__Records shown__
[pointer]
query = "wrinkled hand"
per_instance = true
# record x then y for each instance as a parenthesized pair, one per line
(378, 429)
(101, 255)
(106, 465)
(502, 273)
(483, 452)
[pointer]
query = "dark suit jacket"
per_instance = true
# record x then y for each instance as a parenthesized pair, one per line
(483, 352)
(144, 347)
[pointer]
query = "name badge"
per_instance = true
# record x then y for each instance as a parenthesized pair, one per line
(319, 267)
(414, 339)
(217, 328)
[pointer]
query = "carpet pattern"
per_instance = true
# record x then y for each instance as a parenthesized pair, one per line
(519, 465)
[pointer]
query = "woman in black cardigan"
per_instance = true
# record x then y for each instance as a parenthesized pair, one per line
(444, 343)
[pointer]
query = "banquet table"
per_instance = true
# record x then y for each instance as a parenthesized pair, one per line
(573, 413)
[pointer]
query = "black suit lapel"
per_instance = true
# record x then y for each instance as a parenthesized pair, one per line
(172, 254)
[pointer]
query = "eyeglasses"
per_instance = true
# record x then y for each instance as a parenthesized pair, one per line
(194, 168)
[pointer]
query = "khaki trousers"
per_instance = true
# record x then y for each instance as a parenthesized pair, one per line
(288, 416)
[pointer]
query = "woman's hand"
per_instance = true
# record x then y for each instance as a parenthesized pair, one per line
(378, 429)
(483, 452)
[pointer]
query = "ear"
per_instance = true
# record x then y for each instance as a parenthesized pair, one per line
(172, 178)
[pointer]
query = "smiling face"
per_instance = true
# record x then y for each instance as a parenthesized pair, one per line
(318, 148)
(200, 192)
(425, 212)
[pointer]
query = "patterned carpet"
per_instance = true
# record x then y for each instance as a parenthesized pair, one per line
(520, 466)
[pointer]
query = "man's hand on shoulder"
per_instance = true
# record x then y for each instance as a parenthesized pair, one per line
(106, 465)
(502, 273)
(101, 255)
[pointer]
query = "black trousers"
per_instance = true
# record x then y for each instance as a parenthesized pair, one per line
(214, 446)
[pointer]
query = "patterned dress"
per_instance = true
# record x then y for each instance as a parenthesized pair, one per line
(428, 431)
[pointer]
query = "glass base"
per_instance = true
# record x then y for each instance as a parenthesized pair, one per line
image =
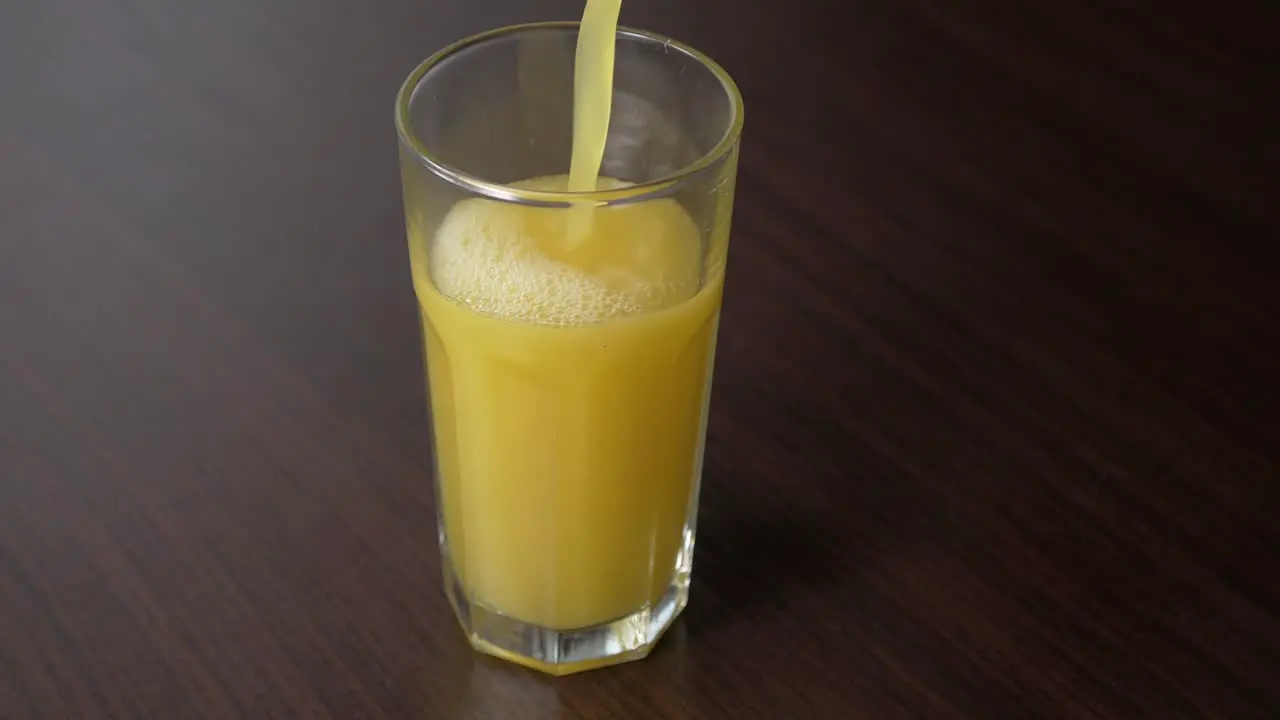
(563, 652)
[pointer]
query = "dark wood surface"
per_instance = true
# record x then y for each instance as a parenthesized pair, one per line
(996, 428)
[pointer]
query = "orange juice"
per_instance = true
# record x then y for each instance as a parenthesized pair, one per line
(568, 382)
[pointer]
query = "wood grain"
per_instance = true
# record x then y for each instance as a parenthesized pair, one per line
(996, 428)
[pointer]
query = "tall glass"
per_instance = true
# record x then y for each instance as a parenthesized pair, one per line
(568, 381)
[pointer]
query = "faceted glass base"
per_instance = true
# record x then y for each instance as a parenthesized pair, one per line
(563, 652)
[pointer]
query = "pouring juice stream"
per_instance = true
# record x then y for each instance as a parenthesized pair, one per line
(568, 360)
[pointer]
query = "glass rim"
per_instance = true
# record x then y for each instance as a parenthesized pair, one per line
(630, 194)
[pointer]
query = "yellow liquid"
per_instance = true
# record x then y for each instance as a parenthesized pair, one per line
(568, 386)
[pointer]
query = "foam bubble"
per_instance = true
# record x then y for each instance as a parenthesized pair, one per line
(510, 261)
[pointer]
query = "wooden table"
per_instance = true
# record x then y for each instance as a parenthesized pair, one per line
(996, 427)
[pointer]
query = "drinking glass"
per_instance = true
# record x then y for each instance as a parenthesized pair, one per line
(567, 424)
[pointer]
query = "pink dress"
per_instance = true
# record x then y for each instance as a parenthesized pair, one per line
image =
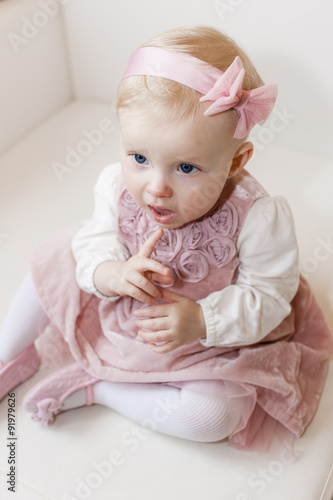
(278, 380)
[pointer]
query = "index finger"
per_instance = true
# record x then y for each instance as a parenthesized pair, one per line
(149, 245)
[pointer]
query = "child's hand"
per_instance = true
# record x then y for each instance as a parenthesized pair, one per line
(177, 323)
(134, 276)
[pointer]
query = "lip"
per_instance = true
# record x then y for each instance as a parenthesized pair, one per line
(161, 215)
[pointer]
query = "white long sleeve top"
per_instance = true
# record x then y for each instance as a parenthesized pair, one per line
(240, 314)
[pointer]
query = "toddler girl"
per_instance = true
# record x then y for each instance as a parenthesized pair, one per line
(180, 300)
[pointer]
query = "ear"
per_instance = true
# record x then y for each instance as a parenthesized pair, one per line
(240, 159)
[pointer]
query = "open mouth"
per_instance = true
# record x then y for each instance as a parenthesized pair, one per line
(161, 215)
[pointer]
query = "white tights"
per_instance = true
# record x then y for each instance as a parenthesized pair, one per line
(176, 411)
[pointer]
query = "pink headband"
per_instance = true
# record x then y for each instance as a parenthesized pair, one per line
(223, 88)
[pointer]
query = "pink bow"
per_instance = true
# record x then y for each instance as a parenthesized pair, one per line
(253, 106)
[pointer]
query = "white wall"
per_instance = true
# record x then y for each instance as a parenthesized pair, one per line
(290, 42)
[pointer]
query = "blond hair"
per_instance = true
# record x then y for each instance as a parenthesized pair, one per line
(169, 100)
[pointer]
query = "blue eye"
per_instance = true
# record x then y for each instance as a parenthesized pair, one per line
(140, 158)
(185, 168)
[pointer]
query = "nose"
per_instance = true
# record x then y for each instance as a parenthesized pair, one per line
(158, 186)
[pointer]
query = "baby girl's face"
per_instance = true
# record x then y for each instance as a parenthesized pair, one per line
(176, 171)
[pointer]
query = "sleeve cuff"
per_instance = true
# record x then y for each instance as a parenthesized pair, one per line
(87, 284)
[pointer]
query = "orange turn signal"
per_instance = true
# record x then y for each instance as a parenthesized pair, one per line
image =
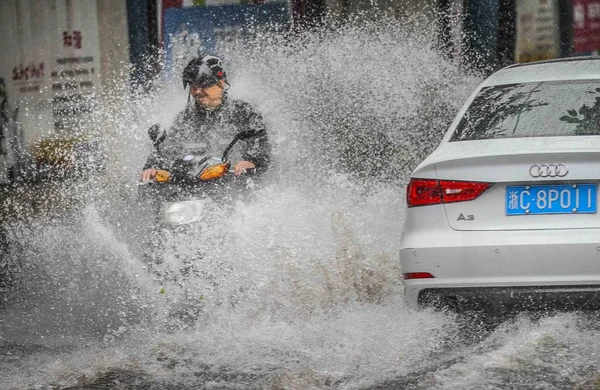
(214, 172)
(162, 176)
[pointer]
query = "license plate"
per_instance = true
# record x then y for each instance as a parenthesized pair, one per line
(551, 199)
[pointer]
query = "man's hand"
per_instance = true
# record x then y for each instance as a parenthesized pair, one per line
(242, 166)
(148, 174)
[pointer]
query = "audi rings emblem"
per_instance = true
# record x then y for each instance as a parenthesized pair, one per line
(548, 170)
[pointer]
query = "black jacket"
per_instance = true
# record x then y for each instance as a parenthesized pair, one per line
(197, 128)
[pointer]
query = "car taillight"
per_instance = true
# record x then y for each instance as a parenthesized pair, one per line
(424, 192)
(418, 275)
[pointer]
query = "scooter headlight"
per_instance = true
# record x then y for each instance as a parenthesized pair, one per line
(184, 212)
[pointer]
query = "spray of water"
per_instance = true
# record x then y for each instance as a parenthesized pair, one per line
(296, 286)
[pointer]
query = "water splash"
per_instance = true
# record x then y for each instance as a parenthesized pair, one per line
(304, 292)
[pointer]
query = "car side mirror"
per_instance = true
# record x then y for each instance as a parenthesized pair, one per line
(157, 134)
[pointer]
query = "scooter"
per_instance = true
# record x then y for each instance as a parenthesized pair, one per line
(196, 180)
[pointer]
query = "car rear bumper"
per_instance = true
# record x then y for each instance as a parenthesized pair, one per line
(574, 297)
(510, 268)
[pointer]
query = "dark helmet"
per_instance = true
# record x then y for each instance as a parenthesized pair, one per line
(203, 71)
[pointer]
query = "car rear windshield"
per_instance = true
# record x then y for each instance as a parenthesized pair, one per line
(541, 109)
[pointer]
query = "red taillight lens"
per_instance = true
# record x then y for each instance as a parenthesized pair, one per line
(423, 192)
(418, 275)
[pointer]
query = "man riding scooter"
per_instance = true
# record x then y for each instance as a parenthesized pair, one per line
(212, 120)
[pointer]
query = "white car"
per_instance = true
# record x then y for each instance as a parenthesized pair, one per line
(505, 210)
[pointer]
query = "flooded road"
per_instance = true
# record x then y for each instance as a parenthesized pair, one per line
(298, 286)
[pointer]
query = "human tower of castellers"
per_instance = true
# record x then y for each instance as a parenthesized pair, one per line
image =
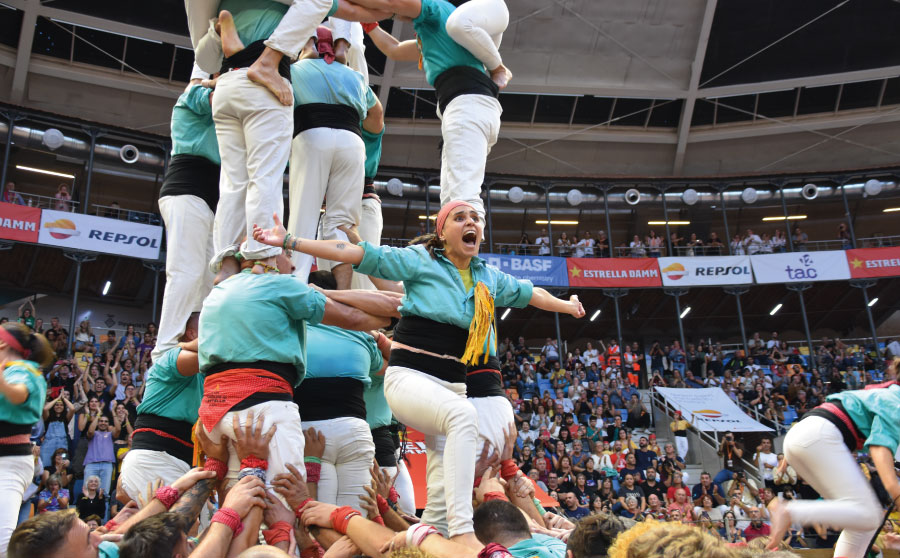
(281, 391)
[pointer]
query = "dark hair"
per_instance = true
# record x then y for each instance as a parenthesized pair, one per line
(36, 344)
(42, 536)
(593, 535)
(497, 519)
(154, 537)
(430, 241)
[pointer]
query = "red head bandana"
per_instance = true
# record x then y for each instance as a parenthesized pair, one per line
(445, 212)
(325, 44)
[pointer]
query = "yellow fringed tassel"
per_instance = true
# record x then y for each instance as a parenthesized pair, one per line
(480, 327)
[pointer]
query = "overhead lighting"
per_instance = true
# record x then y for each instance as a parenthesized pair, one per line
(781, 218)
(44, 171)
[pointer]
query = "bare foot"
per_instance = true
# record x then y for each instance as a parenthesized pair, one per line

__Written problem__
How many lines in the records above contain the string "girl"? Reply with the number alone.

__Final result__
2